Required work: Reproduce every line of the items from the line that contains "the large white cumulus cloud" through the last line of the items, both included. In the answers, multiply each pin coordinate by 1.3 and round it to a whole number, with halves rounding up, but leave the sample pin lines and all other numbers as they stand.

Data for this task:
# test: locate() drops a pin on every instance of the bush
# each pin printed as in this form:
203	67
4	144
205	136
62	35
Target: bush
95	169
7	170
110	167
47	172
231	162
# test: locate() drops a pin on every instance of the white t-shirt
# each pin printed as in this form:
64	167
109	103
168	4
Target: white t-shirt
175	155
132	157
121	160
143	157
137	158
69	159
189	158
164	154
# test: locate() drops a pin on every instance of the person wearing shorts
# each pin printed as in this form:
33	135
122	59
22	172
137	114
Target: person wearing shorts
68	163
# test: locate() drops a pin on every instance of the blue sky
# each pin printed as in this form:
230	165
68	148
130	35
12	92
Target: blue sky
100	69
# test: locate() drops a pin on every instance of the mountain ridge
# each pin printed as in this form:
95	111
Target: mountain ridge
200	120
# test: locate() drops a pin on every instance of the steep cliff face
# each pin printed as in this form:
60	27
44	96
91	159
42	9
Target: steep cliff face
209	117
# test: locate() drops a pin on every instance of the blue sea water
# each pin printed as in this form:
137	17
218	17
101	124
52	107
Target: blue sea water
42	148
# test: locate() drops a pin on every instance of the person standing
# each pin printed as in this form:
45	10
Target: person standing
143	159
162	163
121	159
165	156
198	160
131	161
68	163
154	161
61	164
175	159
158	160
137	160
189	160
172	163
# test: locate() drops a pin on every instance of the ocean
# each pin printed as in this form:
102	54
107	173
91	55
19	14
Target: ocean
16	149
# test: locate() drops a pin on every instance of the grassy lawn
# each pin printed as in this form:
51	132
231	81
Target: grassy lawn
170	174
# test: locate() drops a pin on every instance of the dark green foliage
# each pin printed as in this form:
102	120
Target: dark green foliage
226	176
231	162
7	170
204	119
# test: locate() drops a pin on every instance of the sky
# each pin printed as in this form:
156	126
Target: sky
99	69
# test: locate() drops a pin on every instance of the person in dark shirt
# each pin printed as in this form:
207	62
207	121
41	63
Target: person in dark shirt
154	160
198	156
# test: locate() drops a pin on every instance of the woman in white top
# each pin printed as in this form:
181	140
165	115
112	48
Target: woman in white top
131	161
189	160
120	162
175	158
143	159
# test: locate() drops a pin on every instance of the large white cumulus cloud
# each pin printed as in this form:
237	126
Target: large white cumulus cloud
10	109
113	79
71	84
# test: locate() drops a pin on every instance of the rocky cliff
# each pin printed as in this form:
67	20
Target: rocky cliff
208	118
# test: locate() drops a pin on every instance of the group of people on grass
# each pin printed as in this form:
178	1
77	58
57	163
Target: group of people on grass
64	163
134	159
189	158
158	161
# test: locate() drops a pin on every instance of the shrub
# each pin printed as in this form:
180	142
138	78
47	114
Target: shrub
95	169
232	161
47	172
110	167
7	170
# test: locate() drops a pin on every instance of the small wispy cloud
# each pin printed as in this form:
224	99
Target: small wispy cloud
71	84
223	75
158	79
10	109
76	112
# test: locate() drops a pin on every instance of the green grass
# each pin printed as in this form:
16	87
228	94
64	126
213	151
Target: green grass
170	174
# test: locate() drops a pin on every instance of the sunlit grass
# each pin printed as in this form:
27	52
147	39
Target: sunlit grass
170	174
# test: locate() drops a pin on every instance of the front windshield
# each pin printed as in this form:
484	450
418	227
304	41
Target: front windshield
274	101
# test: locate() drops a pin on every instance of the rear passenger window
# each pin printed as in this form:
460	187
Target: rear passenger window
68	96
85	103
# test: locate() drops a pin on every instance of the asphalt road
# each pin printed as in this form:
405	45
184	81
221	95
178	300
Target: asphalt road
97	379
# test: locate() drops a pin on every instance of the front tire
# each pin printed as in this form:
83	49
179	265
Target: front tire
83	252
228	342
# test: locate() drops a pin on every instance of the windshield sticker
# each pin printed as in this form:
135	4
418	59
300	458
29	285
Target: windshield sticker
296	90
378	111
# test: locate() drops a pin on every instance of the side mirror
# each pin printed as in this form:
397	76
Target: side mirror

Answer:
# test: locate() drops a pin on every instance of the large white cumulus cloud
# each pin printed as in this form:
237	126
Target: large white cumulus cloud
13	142
147	103
92	109
# test: locate() drops a pin on every instance of the rocky cliff
# each pin printed as in this form:
67	20
Target: rocky cliff
270	153
# test: locate() drops a pin on every instance of the group of people on grass
# each pin printed as in this form:
178	1
77	58
57	163
Target: group of people on grass
83	212
174	207
246	205
205	209
# test: locate() drops a pin on every instance of the shrub
# each pin printed as in this form:
180	142
138	78
47	114
Target: shrub
124	220
302	209
61	224
143	217
9	221
# test: locate() drops a pin on every instance of the small wispy cloud
# each pin printed as in this form:
224	99
Target: small wispy cloud
92	109
290	98
205	103
13	142
99	146
# test: locate() drops a pin on every instance of the green grass
# each pin printed as in this form:
16	87
228	94
64	126
213	151
Target: green grass
221	226
# test: locate() drops a pin on every instance of the sunlit grass
# each pin printed as in this form:
27	52
147	39
Target: sunlit grass
221	226
# test: locate() drops a pin on every instance of the front windshield
# each pin printed as in this form:
484	450
418	227
304	41
Target: front windshield
356	131
# test: locate() drops a pin on every instance of the rear passenger window
# each pin printed as in this form:
460	187
Target: rear passenger window
88	125
111	134
# test: locate() drops a pin on every instance of the asphalt road
# each pin printed as in this form:
405	45
184	81
221	95
178	300
Target: asphalt road
126	493
# test: locate() drops a pin on every instance of the front tire
# each pin printed as in this form:
83	49
179	265
Target: front tire
108	328
296	445
# test: locate() drops a pin on every instance of the windshield sticker
# each pin printed as in this form:
135	4
418	59
300	458
29	285
Target: windshield sticker
385	117
491	144
# test: locate() drops a pin on every instance of the side mirror
# each pin printed as in this form:
397	76
Target: side mirror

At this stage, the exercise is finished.